Quoted passage:
I guess you just can't fix stupid. :scratch

Smart people prepare... even the dumb ones like me. 

Yep... I'm dumb. Who else do you know who tried to freeze-dry Dr. Pepper? :nuts:

My freeze-dried water worked OK; just open the can and add water.


----------



## JayJay (Nov 23, 2010)

Lolajack said:


> Let them laugh, keep your preps close to your vest and prepare accordingly. I, too, feel a real sense of urgency and have for the past few months although I've been actively prepping for the past year and a half.
> Still trying to convince a few friends and I don't know why they are not terribly concerned yet complain about the rising energy and food costs.
> 
> The latest news about Saudi Arabia should concern us all.


LOlajack...that sense of urgency has been hitting me lately...it's like I can't get enough done...fast enough!:dunno:

I also have been storing for two years--heck, if I move this stuff one more time, I quit...but living in the NM zone, I had to unstack cases and cases of vegetables, and unstack buckets.:congrat:


----------



## -KoWBoY- (Mar 9, 2011)

It happens a lot around here. There will always be people that think they are covered and don't lift a finger to help themselves. They have never really done anything on their own. They figure they will be able to take advantage of good peoples good nature when the time comes. Those are the folks you have to watch out for. Because when they don't get what they want they start screaming to high heaven to attract unwanted attention.


----------



## Lolajack (Feb 26, 2011)

JayJay, absolutely. Just when I think my list is complete I find I have to add yet another item. It's an ongoing journey but I am grateful I started doing this when I did. Could kick myself for not starting sooner but all I can do is move forward and not look back. I have to say that it's a blessing I found like-minded people here and on other forums. I'm learning so much.


----------



## goshengirl (Dec 18, 2010)

Lolajack said:


> It's an ongoing journey but I am grateful I started doing this when I did. Could kick myself for not starting sooner but all I can do is move forward and not look back. I have to say that it's a blessing I found like-minded people here and on other forums. I'm learning so much.

Given data:

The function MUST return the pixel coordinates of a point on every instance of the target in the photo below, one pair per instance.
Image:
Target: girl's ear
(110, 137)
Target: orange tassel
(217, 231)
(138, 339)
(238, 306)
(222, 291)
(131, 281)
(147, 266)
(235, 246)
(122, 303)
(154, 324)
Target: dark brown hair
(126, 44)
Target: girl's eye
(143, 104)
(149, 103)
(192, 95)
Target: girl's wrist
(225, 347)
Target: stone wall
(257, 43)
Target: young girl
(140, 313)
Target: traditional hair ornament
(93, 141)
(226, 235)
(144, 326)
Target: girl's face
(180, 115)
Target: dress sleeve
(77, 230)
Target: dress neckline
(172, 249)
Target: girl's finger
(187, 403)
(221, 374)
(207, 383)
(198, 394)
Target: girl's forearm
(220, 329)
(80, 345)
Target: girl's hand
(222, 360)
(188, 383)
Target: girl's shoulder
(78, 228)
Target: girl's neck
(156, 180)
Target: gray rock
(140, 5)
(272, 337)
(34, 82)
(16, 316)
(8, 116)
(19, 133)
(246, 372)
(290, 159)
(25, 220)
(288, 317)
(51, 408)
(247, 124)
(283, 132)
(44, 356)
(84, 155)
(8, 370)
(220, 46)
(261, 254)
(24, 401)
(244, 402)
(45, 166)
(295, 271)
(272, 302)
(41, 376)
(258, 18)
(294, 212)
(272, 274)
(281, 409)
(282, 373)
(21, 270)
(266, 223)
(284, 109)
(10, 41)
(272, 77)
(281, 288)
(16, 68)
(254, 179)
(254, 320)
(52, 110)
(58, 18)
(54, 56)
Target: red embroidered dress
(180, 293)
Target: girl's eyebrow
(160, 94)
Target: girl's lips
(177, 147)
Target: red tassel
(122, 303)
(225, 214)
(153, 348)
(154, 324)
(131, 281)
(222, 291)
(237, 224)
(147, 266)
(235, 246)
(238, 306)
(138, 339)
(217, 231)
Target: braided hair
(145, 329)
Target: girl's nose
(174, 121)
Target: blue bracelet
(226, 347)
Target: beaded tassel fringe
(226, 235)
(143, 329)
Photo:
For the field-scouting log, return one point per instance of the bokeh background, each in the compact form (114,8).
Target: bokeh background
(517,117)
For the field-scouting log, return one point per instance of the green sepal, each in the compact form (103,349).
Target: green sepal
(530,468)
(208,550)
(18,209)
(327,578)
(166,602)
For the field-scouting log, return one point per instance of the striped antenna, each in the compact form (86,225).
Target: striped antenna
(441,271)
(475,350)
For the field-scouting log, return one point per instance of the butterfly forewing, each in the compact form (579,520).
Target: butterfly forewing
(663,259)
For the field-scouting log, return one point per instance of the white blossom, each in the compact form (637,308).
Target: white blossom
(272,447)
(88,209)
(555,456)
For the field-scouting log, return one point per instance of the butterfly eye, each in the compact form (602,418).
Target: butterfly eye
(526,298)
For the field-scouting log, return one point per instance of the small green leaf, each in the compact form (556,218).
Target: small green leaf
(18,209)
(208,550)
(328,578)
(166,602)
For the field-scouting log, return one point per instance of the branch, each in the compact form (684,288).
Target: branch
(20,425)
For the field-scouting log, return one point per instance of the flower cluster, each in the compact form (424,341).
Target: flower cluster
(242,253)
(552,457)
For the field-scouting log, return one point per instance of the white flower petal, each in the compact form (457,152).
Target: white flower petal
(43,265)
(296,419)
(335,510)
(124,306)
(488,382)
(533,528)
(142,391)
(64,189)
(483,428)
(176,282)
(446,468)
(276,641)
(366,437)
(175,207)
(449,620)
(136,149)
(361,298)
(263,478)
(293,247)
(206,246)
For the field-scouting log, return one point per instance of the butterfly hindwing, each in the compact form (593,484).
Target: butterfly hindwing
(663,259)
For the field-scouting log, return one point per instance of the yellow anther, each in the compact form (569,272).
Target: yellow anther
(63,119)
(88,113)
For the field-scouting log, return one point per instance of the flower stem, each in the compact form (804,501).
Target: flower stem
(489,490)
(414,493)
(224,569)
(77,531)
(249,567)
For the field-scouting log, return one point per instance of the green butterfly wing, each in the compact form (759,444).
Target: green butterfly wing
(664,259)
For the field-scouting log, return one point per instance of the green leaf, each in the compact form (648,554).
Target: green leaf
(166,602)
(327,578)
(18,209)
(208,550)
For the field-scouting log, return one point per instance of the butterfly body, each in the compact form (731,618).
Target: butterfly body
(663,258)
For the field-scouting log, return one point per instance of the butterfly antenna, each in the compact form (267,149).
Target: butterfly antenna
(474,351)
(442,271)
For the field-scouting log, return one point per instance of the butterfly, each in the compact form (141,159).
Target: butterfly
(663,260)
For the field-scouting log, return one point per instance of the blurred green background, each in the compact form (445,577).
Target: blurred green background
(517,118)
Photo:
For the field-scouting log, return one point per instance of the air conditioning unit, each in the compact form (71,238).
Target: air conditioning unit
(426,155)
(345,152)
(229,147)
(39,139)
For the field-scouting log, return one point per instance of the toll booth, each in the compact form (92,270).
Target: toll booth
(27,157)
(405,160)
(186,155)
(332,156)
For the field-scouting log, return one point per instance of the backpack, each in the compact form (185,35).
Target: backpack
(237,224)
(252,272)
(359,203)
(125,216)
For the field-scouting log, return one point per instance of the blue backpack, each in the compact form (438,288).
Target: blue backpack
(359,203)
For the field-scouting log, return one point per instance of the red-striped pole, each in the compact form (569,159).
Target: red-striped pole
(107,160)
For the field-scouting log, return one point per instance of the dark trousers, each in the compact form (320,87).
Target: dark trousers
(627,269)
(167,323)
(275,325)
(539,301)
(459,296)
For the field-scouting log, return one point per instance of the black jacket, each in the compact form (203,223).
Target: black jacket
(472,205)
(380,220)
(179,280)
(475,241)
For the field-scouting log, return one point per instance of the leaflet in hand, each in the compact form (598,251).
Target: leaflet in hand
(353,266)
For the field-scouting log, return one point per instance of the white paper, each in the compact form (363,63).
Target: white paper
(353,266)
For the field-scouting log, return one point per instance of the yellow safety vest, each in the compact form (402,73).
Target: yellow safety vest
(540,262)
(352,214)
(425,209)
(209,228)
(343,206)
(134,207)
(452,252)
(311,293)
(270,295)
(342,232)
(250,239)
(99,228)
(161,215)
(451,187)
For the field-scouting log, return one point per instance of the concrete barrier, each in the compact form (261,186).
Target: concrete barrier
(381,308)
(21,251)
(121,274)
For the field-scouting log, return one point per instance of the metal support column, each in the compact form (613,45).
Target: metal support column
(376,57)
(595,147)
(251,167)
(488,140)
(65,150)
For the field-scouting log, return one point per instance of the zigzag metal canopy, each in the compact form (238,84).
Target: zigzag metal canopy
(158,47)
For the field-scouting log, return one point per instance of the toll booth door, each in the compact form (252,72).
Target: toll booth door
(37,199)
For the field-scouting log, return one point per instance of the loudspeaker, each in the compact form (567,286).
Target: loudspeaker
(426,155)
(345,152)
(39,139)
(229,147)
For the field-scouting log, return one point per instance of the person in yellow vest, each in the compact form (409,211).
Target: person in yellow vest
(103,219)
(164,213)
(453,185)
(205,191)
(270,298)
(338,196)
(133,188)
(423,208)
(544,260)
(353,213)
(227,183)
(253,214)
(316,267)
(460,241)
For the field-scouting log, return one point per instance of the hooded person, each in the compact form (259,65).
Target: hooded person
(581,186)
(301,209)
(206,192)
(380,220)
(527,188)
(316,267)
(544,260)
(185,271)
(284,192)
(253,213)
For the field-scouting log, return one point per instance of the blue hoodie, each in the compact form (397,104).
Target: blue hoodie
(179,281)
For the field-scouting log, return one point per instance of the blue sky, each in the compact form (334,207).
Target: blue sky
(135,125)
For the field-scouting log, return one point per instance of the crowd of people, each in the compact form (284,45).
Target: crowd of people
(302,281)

Problems:
1 – In the prepping forum thread, what reason does -KoWBoY- give for saying that people who plan to rely on others' good nature are the ones to watch out for? Answer in one to three sentences.
2 – Carry on the prepping forum thread from its last line by writing goshengirl's reply to the quoted lines from Lolajack.

Results in order:
1 – When those people don't get what they want, they start screaming to high heaven. That draws unwanted attention.

2 –
Amen. Learning every day and thankful for it.


----------



## JayJay (Nov 23, 2010)

goshengirl said:


> Amen. Learning every day and thankful for it.


Double Amen. Learning every day and thankful for it.


----------



## Immolatus (Feb 20, 2011)

While I'm not quite a prepper just yet, hey Im new to this, I already know that even talking about shtf, or prepping in general, will make everyone think youre a nutcase. In most instances, it seems better to keep your mouth shut. Unfortunately, I cant even seem to discuss this stuff with my own father.
Hopefully reading all of yalls thoughts will get me motivated.
My shtf scenario is financial, with an impending economic collapse. Living in the DC suburbs means that if its a major event, nuke, etc, then Im history anyway.
:?
I see the dollar, and the economic system in general, headed for a freefall. Anyone who doesnt at least think that its a distinct possibility has their head in the sand.
I found this site through the link on M4040's site, and while not as gung ho as most of yall seem to be, at least I've found some like minded people who actually have some ideas on what we can actually do in a shtf scenario.
Now as to how to prevent it from happening in the first place, besides voting the bums out, is not something you would discuss on the web.

Now vote Libertarian! Or the Socialist Party! Anyone but the 2 parties in power!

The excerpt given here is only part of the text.